-------- Text excerpt

No you dont, Coffee Hit are responsible whether they like it or not!

Really poor show from Coffee Hit if they are ignoring their legal responsibilities under the Sale of Goods act.


----------



## Geordie Boy (Nov 26, 2012)

I know there's a few of us saying exactly the same thing but the seller took your money and has the legal responsibility to you. The distributor has no legal responsibility to help you (if they did it would be purely on good faith as it would be directly costing them money)


----------



## CallumT (Aug 23, 2013)

Cream supplies do porlex spares.

Coffeehit have been really decent with an issue I had to get sorted with my bonavita kettle. Porlex grinders are really hard to get now for some reason they used to be our retail grinder of choice in upshot but we just can't get hold of them!

Prices have also skyrocketed


----------



## Geordie Boy (Nov 26, 2012)

At the BB forum day, Claudette commented that they wanted to change their distribution and sell them direct (and wasn't expecting to sell then again). It was after that the prices went up and they suddenly got harder to find in the UK


----------



## monkeyboyo (Jul 6, 2012)

Thanks all for your helpful contributions.

Written back to CoffeeHit. We'll see what gives.


----------



## marcuswar (Aug 19, 2013)

I'd certainly agree that CoffeeHit are still legally obliged to help if they were the people who sold it to you. The fact that they no longer stock it is irrelevant.


----------



## Charliej (Feb 25, 2012)

I've heard of people with issues emailing Porlex directly and they have sorted the problems out so might be worth emailing them with some photos and a copy of your Coffee Hit receipt.


----------



## urbanbumpkin (Jan 30, 2013)

I contacted Porlex directly via email and they were excellent. This was to do with the burr that supplied on a brand new Porlex. This completely confused my introduction to coffee and nearly ended it.

They shipped me out a brand new set of burrs completely free of charge from Japan and were excellent.

----------------

** Task 1 **
In the forum thread, rewrite the passage between "## marcuswar (Aug" and "Coffee Hit receipt.", inclusive, changing "irrelevant" to "beside the point".
** Task 2 **
In the forum thread, why does Geordie Boy hold the seller, not the distributor, legally responsible, and why would any help from the distributor be only good faith?

-------- Data excerpts

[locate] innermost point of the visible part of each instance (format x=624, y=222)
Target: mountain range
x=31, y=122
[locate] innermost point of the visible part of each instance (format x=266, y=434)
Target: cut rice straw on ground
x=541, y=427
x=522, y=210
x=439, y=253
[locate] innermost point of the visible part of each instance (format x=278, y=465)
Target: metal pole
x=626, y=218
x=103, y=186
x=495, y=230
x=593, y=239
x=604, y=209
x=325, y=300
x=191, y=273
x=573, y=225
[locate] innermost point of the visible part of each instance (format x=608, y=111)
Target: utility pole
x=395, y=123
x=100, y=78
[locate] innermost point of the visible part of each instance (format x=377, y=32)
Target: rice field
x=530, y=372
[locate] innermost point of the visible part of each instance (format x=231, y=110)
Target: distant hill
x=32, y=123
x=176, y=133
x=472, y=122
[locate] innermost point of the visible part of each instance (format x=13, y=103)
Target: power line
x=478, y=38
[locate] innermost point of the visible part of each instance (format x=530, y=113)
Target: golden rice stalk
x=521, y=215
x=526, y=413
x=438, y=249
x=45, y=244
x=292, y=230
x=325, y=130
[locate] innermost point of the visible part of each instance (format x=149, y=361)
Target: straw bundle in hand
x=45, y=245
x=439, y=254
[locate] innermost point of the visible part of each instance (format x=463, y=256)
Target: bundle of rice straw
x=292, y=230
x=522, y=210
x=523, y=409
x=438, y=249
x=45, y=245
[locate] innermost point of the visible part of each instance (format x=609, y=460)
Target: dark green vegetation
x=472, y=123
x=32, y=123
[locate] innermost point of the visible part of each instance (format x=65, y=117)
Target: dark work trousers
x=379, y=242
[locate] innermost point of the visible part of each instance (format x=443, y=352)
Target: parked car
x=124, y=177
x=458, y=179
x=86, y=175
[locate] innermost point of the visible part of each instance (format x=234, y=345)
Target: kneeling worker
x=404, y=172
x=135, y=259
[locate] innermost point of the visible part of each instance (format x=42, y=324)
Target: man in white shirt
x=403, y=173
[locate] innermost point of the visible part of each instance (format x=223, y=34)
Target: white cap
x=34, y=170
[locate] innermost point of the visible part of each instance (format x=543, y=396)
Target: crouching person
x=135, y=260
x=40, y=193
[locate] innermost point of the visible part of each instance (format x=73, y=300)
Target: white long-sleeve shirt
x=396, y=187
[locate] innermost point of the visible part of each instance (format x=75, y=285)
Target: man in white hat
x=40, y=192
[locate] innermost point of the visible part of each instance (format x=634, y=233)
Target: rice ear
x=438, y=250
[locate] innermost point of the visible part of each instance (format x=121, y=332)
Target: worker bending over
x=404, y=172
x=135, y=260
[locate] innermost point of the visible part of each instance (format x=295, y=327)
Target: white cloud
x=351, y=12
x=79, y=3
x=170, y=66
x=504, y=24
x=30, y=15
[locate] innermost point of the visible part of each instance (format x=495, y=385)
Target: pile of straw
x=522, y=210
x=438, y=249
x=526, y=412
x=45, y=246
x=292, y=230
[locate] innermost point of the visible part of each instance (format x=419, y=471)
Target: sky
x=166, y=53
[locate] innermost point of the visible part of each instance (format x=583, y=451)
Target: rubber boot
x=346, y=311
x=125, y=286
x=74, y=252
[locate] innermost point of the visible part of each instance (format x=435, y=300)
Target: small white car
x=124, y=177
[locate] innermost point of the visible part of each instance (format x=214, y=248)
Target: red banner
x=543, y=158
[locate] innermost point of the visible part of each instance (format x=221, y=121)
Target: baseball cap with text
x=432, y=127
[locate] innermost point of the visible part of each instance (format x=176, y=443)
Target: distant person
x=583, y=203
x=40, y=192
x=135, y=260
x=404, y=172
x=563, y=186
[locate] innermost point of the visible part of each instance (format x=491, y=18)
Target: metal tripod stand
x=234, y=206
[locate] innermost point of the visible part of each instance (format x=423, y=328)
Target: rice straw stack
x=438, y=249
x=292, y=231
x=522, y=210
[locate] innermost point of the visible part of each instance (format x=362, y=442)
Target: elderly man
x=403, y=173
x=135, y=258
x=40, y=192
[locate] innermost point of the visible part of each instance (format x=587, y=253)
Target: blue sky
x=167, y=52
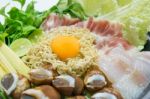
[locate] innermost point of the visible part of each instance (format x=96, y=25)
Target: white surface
x=40, y=5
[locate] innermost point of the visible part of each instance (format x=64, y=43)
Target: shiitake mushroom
x=9, y=82
x=95, y=80
x=41, y=76
x=41, y=92
x=22, y=85
x=107, y=93
x=68, y=85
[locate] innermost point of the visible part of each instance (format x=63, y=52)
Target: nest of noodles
x=41, y=53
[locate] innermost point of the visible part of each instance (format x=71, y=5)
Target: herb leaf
x=22, y=2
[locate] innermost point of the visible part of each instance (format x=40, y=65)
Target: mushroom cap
x=64, y=84
x=107, y=93
x=95, y=80
x=9, y=82
x=41, y=92
x=22, y=85
x=79, y=86
x=41, y=76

----------------

** Response 1 **
## marcuswar (Aug 19, 2013)

I'd certainly agree that CoffeeHit are still legally obliged to help if they were the people who sold it to you. The fact that they no longer stock it is beside the point.


----------



## Charliej (Feb 25, 2012)

I've heard of people with issues emailing Porlex directly and they have sorted the problems out so might be worth emailing them with some photos and a copy of your Coffee Hit receipt.

** Response 2 **
The seller took the buyer's money, so the seller has the legal responsibility to the buyer. The distributor has no legal duty to help. Any help from it would be purely good faith because it would cost the distributor money directly.